--- START ---

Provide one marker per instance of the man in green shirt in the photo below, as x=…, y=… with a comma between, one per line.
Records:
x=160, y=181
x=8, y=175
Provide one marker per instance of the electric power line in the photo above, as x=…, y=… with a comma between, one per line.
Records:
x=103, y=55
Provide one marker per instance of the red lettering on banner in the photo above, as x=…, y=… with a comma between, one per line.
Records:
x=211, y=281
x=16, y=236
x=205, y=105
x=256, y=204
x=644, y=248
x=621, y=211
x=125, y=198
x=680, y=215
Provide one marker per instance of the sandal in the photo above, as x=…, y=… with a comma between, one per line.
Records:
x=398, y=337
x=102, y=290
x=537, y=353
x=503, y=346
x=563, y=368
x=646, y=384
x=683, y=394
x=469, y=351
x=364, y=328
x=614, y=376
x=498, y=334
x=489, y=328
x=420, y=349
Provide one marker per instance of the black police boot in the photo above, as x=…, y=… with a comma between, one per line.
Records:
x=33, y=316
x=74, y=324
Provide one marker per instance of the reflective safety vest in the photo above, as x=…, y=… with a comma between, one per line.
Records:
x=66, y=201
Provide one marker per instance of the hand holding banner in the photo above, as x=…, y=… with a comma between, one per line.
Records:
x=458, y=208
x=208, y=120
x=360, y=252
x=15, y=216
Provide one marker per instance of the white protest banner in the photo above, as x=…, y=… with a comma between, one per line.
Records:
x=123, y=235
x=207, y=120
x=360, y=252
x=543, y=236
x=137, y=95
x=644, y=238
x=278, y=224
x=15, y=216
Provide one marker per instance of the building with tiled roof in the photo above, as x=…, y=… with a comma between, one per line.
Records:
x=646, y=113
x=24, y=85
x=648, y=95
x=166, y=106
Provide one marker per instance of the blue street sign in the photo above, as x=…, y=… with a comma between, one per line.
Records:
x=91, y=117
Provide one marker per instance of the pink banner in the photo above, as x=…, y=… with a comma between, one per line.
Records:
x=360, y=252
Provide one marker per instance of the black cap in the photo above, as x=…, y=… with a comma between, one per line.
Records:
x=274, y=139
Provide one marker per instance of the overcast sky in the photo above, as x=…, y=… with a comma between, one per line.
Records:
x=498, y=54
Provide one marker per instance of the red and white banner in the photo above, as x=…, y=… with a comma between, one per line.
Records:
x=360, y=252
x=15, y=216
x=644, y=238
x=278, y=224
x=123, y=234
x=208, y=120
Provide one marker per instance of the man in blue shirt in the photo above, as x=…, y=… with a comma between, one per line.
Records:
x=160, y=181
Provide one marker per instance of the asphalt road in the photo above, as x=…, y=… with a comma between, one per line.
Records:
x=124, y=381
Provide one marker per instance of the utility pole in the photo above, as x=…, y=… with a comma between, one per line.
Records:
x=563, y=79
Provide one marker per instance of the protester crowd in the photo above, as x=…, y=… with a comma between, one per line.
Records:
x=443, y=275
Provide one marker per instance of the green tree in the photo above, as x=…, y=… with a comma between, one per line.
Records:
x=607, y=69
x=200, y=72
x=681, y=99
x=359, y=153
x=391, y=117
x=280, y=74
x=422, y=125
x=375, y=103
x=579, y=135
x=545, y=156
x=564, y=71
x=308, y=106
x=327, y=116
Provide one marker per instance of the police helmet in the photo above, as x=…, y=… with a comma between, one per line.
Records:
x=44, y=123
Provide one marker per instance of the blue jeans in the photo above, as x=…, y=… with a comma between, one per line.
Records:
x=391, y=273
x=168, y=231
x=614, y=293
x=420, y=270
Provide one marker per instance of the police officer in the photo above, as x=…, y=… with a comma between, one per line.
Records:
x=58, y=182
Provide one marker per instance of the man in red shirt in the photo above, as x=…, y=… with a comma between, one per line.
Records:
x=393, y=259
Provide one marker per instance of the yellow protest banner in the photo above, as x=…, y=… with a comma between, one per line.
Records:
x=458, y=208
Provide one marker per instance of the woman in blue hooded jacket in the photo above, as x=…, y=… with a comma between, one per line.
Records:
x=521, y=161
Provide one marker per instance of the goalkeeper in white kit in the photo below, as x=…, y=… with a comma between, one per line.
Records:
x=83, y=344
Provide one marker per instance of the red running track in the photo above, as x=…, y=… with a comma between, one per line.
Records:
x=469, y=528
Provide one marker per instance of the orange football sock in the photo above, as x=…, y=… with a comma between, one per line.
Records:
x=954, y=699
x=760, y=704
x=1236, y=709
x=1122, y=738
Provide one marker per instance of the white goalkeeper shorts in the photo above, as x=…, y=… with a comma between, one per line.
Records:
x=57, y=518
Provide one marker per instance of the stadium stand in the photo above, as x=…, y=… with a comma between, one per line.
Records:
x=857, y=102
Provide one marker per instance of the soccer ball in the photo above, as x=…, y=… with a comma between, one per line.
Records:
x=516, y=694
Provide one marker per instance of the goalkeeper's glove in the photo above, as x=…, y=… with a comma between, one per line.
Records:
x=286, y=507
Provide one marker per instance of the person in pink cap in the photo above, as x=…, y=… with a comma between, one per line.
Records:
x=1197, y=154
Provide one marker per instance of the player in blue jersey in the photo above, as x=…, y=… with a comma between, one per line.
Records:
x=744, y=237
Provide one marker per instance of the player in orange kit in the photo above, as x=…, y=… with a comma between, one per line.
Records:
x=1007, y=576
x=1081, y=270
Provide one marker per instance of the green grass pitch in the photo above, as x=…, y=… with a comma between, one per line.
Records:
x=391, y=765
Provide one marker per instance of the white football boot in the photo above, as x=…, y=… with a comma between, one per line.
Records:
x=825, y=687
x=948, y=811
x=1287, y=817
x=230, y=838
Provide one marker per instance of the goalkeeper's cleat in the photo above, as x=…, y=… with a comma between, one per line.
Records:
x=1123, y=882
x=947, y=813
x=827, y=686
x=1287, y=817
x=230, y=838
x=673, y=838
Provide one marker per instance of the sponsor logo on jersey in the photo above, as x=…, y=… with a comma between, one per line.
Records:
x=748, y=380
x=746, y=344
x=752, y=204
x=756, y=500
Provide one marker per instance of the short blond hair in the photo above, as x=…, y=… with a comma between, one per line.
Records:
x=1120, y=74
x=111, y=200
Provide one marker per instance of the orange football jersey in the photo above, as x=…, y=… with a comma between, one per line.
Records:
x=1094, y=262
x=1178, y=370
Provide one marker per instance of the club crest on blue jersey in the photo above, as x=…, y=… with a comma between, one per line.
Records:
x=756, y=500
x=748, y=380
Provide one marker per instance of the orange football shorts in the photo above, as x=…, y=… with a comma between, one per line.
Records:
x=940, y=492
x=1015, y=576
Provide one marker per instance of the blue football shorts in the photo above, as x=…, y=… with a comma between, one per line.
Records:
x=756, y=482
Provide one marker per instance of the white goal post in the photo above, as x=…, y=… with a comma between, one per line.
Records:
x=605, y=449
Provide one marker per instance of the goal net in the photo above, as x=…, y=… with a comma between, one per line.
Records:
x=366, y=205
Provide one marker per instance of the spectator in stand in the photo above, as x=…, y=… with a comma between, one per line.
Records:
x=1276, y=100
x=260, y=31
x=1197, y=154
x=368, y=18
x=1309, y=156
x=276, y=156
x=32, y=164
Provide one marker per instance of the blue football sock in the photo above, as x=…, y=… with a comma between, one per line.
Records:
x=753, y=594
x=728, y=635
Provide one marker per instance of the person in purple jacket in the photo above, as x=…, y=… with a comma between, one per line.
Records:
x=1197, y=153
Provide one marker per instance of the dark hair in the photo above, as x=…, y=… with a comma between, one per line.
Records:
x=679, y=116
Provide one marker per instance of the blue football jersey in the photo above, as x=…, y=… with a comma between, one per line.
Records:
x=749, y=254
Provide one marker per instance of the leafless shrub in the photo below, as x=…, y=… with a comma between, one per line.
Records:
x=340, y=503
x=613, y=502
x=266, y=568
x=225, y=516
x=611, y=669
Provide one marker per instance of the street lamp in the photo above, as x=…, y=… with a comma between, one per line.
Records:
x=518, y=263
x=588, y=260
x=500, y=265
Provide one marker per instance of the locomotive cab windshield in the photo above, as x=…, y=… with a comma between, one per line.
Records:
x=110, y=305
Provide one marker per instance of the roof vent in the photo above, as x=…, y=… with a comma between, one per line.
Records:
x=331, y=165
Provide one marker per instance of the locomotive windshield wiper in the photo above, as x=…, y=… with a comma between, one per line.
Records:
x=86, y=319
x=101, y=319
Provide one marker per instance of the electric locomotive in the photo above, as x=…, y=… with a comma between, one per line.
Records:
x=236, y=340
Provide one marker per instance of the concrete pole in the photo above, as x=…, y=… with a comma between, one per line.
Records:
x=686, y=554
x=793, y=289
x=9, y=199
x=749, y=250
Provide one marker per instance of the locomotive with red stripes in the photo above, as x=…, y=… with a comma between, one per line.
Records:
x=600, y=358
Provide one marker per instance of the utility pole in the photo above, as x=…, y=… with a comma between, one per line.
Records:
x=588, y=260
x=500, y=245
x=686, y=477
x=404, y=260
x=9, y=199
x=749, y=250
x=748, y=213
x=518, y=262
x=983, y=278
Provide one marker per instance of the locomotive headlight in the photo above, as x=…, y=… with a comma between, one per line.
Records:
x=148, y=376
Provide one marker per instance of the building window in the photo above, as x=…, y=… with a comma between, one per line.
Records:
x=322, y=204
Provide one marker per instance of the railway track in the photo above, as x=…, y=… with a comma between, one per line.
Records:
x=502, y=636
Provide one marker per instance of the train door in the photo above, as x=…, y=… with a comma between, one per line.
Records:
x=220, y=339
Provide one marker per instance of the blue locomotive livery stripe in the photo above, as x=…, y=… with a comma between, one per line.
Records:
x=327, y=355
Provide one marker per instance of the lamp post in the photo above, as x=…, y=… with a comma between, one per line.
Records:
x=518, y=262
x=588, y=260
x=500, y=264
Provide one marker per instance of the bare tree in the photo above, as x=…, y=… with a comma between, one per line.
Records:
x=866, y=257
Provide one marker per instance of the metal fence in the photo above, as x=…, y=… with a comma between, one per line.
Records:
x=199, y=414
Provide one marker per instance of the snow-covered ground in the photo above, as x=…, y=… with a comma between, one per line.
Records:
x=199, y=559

--- END ---

*Exercise prompt:*
Report each line of the material in which the string "police" occurs.

*Response:*
Provide one marker per instance of the black police boot in the photo above, as x=…, y=… with a comma between, one per line.
Provide one marker per instance of the police helmet in the photo above, as x=…, y=… with a comma between, one per line.
Provide one marker per instance of the police officer in the photo above, as x=…, y=… with a comma between, one per line.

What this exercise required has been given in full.